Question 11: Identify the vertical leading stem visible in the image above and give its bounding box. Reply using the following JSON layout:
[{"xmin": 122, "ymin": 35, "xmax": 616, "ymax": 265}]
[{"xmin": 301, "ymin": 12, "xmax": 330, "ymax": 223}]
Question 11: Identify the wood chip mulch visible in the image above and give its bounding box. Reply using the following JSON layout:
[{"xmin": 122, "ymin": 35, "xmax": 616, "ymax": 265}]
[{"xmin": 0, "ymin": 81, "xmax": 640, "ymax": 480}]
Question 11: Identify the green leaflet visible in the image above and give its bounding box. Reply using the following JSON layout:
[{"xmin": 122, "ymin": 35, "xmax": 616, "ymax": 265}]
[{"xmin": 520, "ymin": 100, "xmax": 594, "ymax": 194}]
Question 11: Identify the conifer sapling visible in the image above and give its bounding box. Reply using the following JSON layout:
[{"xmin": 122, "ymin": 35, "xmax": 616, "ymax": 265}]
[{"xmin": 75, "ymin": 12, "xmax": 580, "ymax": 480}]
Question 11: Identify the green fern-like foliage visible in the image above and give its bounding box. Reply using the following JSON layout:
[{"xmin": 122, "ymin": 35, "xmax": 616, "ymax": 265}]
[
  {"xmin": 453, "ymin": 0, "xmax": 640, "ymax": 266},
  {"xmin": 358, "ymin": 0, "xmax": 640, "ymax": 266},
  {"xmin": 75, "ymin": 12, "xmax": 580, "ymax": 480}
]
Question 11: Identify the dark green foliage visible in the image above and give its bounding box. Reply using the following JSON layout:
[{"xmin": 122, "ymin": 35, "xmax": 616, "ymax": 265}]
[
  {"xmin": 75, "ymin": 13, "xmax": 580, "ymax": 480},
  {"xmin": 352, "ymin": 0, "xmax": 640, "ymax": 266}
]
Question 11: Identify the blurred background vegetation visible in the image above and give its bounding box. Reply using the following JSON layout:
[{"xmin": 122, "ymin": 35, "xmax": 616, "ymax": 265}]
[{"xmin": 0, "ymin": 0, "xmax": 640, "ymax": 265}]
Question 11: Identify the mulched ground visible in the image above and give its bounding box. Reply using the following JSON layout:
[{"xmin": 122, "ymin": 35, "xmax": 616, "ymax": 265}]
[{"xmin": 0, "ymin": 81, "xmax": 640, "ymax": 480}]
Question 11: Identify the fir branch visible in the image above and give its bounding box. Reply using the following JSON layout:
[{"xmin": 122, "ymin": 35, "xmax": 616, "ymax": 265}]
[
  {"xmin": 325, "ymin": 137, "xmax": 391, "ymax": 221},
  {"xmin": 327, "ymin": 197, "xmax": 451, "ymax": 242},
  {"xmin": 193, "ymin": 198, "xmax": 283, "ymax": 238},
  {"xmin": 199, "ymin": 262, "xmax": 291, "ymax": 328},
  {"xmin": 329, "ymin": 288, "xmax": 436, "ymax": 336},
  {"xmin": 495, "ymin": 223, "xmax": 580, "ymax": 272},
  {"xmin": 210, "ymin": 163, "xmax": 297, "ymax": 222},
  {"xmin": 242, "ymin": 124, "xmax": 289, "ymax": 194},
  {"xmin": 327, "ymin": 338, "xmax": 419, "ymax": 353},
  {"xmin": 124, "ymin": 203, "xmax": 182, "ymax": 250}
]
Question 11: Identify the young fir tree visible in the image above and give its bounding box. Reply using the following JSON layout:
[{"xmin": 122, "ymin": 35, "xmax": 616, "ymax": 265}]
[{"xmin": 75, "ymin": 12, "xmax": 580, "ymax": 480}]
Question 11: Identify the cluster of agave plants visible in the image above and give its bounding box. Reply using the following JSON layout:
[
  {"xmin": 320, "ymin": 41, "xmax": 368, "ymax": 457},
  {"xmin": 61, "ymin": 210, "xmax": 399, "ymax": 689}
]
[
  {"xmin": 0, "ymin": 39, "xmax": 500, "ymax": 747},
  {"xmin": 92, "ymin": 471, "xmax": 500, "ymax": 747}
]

● ● ● ● ●

PROBLEM DESCRIPTION: Copy out all the rows above with each "JSON layout" swapped for "JSON format", changing nothing else.

FULL OUTPUT:
Question 11: Identify the vertical leading stem visible in the image above and give its bounding box. Reply using the following JSON format:
[{"xmin": 122, "ymin": 35, "xmax": 616, "ymax": 265}]
[{"xmin": 301, "ymin": 12, "xmax": 330, "ymax": 223}]
Question 11: Identify the wood chip mulch visible in the image above and give its bounding box. Reply using the following JSON format:
[{"xmin": 122, "ymin": 35, "xmax": 616, "ymax": 265}]
[{"xmin": 0, "ymin": 81, "xmax": 640, "ymax": 480}]
Question 11: Identify the green leaflet visible in the image above and give its bounding box. Reply using the following JSON format:
[{"xmin": 122, "ymin": 35, "xmax": 616, "ymax": 265}]
[{"xmin": 520, "ymin": 100, "xmax": 594, "ymax": 194}]
Question 11: Identify the conifer sapling visible in the image above and give its bounding box. Reply using the following JSON format:
[{"xmin": 122, "ymin": 35, "xmax": 616, "ymax": 265}]
[{"xmin": 75, "ymin": 12, "xmax": 580, "ymax": 480}]
Question 11: Identify the green fern-like foliage visible in the image above and give its bounding box. Reply using the following JSON format:
[{"xmin": 122, "ymin": 35, "xmax": 616, "ymax": 265}]
[
  {"xmin": 453, "ymin": 0, "xmax": 640, "ymax": 266},
  {"xmin": 358, "ymin": 0, "xmax": 640, "ymax": 266},
  {"xmin": 75, "ymin": 12, "xmax": 580, "ymax": 480}
]
Question 11: Identify the dark green foliage visible in the image above and give its bounding box. Reply using the following JSON format:
[{"xmin": 122, "ymin": 35, "xmax": 616, "ymax": 265}]
[
  {"xmin": 75, "ymin": 13, "xmax": 580, "ymax": 480},
  {"xmin": 352, "ymin": 0, "xmax": 640, "ymax": 266}
]
Question 11: Identify the blurred background vegetation visible in the image above and give its bounding box. Reply using the following JSON format:
[{"xmin": 122, "ymin": 35, "xmax": 616, "ymax": 265}]
[{"xmin": 0, "ymin": 0, "xmax": 640, "ymax": 265}]
Question 11: Identify the mulched ground visible in the image above and give its bounding box. Reply using the following JSON format:
[{"xmin": 122, "ymin": 35, "xmax": 616, "ymax": 265}]
[{"xmin": 0, "ymin": 81, "xmax": 640, "ymax": 480}]
Question 11: Identify the fir branch visible in the image above and give its bounding box. Reply using the following JSON format:
[{"xmin": 122, "ymin": 35, "xmax": 616, "ymax": 265}]
[
  {"xmin": 325, "ymin": 137, "xmax": 391, "ymax": 221},
  {"xmin": 327, "ymin": 197, "xmax": 451, "ymax": 242},
  {"xmin": 193, "ymin": 198, "xmax": 283, "ymax": 238},
  {"xmin": 199, "ymin": 262, "xmax": 291, "ymax": 328},
  {"xmin": 329, "ymin": 288, "xmax": 436, "ymax": 336},
  {"xmin": 495, "ymin": 223, "xmax": 580, "ymax": 272},
  {"xmin": 210, "ymin": 163, "xmax": 297, "ymax": 222},
  {"xmin": 242, "ymin": 124, "xmax": 289, "ymax": 194},
  {"xmin": 327, "ymin": 338, "xmax": 419, "ymax": 353},
  {"xmin": 124, "ymin": 203, "xmax": 182, "ymax": 250}
]
Question 11: Identify the young fir tree visible in the image above and give its bounding box. Reply using the following JSON format:
[{"xmin": 122, "ymin": 35, "xmax": 616, "ymax": 265}]
[{"xmin": 75, "ymin": 12, "xmax": 580, "ymax": 480}]
Question 11: Identify the cluster of agave plants visible in the image above and give its bounding box. Reply using the following JSON format:
[
  {"xmin": 320, "ymin": 41, "xmax": 368, "ymax": 457},
  {"xmin": 61, "ymin": 210, "xmax": 399, "ymax": 689}
]
[
  {"xmin": 0, "ymin": 39, "xmax": 500, "ymax": 747},
  {"xmin": 92, "ymin": 471, "xmax": 500, "ymax": 747}
]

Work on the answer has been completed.